_Belge Alıntısı_.

Bundan kısa bir süre önce  gözümü kapatsam oluşan görüntüler bulandırırdı zihnimi. Hala bazen kaynayan bir kazanda bulmuyor değilim beynimi. Eskisi gibi olmayışı rahatlatıyor beni. Meğer kabul vermek gereken ne kadar çok ayrıntı varmış şaşırttı beni. Söylenmiş sözler, kırılmış kalpler, anlayamadığım kişilikler... Belki kendi yaptıklarım zaman zaman. İnsanın kendi yaptıklarına da kabul vermesi zormuş bazen.

Zaman bu dünyanın en önemli sınavlarından biri olsa gerek. Fark ettiğim her neyse aylar, yıllar aldı bazen nedenini çözmek. Ama artık her şeyi anlamak zorunda olmadığımı anladım. Nedeni her neyse duygularımı fark etmeye onları izlemeye başladım, tıpkı bir film izler gibi. İzlemek düşünmekten ve konuşmaktan daha iyi geldi. Zihnim sakinleşti. Eistein bile en parlak fikirlerinin sakin bir zihinden sonra geldiğini söylememiş miydi.

_Sağlanan Materyal_.
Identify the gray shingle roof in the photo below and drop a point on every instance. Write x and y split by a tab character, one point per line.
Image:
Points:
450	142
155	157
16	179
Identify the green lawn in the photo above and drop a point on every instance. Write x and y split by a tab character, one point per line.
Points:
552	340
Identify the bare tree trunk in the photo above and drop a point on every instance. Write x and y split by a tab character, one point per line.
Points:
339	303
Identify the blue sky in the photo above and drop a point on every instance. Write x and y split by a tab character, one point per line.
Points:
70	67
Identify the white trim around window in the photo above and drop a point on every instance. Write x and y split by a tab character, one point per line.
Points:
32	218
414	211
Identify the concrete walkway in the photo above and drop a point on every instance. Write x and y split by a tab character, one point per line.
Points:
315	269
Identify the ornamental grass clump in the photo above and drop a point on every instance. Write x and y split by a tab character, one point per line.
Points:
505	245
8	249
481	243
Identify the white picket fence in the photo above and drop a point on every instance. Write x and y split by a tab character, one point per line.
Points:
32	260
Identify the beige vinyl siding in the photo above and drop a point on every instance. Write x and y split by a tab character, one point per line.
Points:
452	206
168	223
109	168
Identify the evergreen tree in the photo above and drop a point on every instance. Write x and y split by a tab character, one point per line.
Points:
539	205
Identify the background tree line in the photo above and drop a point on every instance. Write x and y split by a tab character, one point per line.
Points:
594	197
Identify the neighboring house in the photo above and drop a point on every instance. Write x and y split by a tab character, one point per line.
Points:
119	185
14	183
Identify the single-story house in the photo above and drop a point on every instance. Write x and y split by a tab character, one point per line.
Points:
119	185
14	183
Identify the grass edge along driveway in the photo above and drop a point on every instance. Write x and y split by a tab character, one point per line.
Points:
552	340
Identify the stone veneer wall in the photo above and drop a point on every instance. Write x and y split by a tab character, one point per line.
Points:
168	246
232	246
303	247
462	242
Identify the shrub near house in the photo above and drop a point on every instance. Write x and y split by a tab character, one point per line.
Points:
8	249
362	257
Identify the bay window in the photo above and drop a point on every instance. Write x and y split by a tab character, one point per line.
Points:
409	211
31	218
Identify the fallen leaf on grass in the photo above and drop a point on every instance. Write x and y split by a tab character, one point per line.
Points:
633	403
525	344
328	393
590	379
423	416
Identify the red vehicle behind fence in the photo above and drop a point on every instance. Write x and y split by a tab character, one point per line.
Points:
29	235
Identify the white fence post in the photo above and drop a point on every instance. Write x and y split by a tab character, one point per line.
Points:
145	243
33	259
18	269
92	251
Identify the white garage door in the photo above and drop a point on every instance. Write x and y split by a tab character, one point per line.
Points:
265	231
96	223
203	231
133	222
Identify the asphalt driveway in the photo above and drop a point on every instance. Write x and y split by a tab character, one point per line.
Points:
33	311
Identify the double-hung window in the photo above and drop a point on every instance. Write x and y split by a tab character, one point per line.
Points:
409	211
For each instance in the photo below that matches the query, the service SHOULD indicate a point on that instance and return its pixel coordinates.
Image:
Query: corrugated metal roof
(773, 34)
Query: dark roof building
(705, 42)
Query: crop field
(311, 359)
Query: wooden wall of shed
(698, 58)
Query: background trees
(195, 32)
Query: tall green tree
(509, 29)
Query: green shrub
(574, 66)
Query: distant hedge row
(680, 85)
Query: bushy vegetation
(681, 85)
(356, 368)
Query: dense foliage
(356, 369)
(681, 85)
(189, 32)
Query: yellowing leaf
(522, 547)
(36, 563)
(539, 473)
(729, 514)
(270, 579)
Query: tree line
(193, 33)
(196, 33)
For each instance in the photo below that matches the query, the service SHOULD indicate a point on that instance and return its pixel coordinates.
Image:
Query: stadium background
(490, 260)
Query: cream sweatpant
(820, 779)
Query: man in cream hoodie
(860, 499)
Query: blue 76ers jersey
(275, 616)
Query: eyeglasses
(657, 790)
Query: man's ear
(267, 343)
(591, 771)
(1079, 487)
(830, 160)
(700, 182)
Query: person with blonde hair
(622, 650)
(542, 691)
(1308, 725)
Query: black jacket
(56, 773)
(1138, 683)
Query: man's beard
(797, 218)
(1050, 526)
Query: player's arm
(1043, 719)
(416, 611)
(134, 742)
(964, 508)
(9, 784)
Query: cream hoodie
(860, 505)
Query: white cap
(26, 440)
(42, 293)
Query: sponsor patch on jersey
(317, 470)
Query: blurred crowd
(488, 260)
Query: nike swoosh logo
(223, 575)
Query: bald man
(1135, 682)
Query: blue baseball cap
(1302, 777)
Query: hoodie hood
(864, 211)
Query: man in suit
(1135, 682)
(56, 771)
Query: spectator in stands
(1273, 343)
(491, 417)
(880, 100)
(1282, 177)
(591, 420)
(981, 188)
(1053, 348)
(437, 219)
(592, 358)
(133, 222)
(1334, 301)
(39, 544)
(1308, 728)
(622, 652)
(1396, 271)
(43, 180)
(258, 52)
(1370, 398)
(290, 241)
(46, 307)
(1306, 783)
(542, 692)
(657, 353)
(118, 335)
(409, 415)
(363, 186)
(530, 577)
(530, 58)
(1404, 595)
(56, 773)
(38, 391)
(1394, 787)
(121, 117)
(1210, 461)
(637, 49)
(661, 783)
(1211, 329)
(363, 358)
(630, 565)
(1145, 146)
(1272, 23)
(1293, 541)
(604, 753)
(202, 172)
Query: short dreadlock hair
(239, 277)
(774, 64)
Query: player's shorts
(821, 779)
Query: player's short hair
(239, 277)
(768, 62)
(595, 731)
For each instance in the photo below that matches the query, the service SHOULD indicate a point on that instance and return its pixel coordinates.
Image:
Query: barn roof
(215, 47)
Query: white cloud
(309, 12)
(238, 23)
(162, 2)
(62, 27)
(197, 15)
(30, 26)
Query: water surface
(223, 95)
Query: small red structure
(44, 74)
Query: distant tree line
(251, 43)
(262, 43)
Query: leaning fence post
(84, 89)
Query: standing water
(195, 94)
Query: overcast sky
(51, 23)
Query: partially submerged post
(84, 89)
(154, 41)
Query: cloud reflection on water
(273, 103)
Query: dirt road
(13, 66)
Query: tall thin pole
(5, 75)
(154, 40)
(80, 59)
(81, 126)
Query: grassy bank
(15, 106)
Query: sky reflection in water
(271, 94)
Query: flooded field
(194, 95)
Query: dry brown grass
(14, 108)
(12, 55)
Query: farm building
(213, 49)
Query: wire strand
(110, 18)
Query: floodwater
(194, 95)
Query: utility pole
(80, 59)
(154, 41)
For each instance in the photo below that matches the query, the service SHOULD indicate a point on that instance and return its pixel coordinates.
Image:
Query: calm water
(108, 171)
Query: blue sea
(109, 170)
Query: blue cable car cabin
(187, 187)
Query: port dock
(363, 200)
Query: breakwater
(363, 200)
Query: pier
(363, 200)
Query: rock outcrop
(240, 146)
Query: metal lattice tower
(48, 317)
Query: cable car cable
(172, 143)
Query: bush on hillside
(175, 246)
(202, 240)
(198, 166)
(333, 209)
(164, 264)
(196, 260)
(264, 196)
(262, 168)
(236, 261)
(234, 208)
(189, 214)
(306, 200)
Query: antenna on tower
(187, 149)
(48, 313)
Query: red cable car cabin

_Verilen Talep 1_. Belge alıntısında anlatıcı, duygularını fark edip izlemeyi neye benzetmektedir?
_Verilen Talep 2_. Belge alıntısında "Bundan kısa bir" ifadesi ile "geldiğini söylememiş miydi." ifadesi arasındaki bölümü, her iki ifade de dahil olmak üzere birebir çoğaltınız.

_Yazılı Yanıt 1_. Bir film izlemeye benzetmektedir.

_Yazılı Yanıt 2_.
Bundan kısa bir süre önce  gözümü kapatsam oluşan görüntüler bulandırırdı zihnimi. Hala bazen kaynayan bir kazanda bulmuyor değilim beynimi. Eskisi gibi olmayışı rahatlatıyor beni. Meğer kabul vermek gereken ne kadar çok ayrıntı varmış şaşırttı beni. Söylenmiş sözler, kırılmış kalpler, anlayamadığım kişilikler... Belki kendi yaptıklarım zaman zaman. İnsanın kendi yaptıklarına da kabul vermesi zormuş bazen.

Zaman bu dünyanın en önemli sınavlarından biri olsa gerek. Fark ettiğim her neyse aylar, yıllar aldı bazen nedenini çözmek. Ama artık her şeyi anlamak zorunda olmadığımı anladım. Nedeni her neyse duygularımı fark etmeye onları izlemeye başladım, tıpkı bir film izler gibi. İzlemek düşünmekten ve konuşmaktan daha iyi geldi. Zihnim sakinleşti. Eistein bile en parlak fikirlerinin sakin bir zihinden sonra geldiğini söylememiş miydi.